------ RECORD LIST
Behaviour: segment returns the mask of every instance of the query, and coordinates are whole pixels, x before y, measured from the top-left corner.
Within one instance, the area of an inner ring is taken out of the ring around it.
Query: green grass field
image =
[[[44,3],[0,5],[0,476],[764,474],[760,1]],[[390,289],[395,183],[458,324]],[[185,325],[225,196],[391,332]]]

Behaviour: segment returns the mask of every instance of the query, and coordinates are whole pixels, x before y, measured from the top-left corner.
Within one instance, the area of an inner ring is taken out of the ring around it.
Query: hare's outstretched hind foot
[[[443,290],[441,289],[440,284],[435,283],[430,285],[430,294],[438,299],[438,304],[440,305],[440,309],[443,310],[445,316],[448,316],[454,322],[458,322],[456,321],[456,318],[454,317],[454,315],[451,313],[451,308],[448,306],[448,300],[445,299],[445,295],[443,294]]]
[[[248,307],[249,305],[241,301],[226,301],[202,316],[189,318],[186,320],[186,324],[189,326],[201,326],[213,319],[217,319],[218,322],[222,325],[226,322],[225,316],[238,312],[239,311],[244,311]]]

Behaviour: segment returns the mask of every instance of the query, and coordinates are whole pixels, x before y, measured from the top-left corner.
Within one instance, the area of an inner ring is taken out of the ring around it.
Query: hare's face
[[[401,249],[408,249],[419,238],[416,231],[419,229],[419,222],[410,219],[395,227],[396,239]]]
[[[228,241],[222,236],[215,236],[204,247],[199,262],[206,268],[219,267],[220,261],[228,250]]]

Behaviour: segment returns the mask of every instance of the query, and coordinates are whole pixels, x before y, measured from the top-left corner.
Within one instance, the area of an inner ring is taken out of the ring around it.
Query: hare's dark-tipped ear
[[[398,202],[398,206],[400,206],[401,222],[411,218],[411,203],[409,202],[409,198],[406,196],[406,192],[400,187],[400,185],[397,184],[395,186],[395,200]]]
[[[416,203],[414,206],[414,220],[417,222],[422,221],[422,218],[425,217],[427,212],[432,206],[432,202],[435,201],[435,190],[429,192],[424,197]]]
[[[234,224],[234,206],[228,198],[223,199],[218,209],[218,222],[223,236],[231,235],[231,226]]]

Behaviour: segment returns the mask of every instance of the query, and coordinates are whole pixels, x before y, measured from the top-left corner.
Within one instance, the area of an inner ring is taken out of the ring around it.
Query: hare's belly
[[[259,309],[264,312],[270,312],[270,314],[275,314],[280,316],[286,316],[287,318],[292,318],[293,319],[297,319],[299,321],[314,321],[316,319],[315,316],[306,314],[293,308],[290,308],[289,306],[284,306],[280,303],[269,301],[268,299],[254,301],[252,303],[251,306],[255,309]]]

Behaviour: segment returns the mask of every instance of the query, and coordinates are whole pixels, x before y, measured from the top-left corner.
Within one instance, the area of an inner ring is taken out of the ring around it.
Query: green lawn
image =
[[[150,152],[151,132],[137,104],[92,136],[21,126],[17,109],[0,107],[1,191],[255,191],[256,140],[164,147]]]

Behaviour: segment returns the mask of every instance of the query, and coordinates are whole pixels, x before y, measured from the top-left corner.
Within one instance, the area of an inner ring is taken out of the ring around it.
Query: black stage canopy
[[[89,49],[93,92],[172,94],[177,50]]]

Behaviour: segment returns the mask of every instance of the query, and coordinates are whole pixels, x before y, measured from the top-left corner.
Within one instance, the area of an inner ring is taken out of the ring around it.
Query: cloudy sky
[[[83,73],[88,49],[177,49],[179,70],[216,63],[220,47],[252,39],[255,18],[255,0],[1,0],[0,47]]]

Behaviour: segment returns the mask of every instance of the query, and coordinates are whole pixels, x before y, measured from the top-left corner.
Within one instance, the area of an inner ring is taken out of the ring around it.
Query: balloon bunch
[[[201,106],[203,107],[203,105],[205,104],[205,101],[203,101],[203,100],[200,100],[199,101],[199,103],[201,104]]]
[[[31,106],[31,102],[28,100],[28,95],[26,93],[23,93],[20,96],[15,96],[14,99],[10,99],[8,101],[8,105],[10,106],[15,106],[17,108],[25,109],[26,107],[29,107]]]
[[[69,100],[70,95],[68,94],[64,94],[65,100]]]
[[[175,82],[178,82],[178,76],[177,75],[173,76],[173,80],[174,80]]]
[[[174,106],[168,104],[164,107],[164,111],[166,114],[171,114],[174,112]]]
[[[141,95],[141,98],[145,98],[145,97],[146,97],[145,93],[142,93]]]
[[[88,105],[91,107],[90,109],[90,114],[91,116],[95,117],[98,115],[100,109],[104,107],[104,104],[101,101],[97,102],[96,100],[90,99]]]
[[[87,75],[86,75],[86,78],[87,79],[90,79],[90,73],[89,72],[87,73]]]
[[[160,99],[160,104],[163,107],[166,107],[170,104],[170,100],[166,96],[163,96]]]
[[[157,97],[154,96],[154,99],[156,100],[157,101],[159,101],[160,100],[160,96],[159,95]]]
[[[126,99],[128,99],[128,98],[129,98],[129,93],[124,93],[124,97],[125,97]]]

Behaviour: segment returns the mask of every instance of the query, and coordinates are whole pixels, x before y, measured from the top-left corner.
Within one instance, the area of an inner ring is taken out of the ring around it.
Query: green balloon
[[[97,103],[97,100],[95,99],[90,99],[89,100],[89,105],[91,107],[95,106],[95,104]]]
------------
------ RECORD LIST
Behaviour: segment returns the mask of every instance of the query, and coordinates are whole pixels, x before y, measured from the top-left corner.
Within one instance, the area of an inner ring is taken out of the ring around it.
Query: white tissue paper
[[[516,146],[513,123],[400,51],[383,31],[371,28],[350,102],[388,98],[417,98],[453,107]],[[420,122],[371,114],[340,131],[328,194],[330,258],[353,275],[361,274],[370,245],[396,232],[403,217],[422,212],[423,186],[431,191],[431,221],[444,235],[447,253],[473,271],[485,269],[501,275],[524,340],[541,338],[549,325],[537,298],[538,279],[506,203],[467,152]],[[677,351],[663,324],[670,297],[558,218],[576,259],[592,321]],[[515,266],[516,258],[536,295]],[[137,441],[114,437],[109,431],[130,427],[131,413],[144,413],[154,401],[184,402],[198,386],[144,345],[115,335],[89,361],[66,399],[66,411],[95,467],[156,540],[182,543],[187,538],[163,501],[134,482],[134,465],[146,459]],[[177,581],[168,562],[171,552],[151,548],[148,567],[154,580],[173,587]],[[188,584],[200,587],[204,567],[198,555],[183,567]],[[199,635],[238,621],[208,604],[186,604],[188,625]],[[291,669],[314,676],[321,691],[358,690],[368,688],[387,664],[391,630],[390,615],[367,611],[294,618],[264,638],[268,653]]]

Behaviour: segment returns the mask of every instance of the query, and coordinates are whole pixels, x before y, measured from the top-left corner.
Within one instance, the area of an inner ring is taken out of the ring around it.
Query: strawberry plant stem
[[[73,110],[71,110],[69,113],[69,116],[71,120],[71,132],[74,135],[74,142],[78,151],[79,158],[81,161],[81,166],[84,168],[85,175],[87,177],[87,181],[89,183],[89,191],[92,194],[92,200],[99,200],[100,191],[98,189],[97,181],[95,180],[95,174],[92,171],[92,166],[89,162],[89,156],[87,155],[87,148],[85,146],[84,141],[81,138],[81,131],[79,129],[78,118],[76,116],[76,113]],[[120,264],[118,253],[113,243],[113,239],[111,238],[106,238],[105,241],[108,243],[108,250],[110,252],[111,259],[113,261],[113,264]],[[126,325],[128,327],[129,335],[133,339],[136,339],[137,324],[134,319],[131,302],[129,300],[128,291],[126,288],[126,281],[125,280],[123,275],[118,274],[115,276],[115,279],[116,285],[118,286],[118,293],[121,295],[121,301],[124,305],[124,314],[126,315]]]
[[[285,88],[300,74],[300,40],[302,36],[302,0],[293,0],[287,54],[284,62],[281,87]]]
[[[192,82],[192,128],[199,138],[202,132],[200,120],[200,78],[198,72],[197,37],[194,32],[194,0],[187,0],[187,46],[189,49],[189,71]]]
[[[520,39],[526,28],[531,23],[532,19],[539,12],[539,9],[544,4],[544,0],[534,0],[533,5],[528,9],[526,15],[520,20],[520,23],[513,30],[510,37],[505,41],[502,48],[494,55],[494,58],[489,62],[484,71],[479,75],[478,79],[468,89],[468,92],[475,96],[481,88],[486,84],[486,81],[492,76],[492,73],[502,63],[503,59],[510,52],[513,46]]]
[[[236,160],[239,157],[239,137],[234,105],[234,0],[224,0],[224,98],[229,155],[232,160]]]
------------
§ **AIM OF THE EXERCISE**:
List every line of the entries above that contains the word "green", matching case exactly.

§ **CORRECT RESULT**:
Query: green grass field
Query: green lawn
Query: green balloon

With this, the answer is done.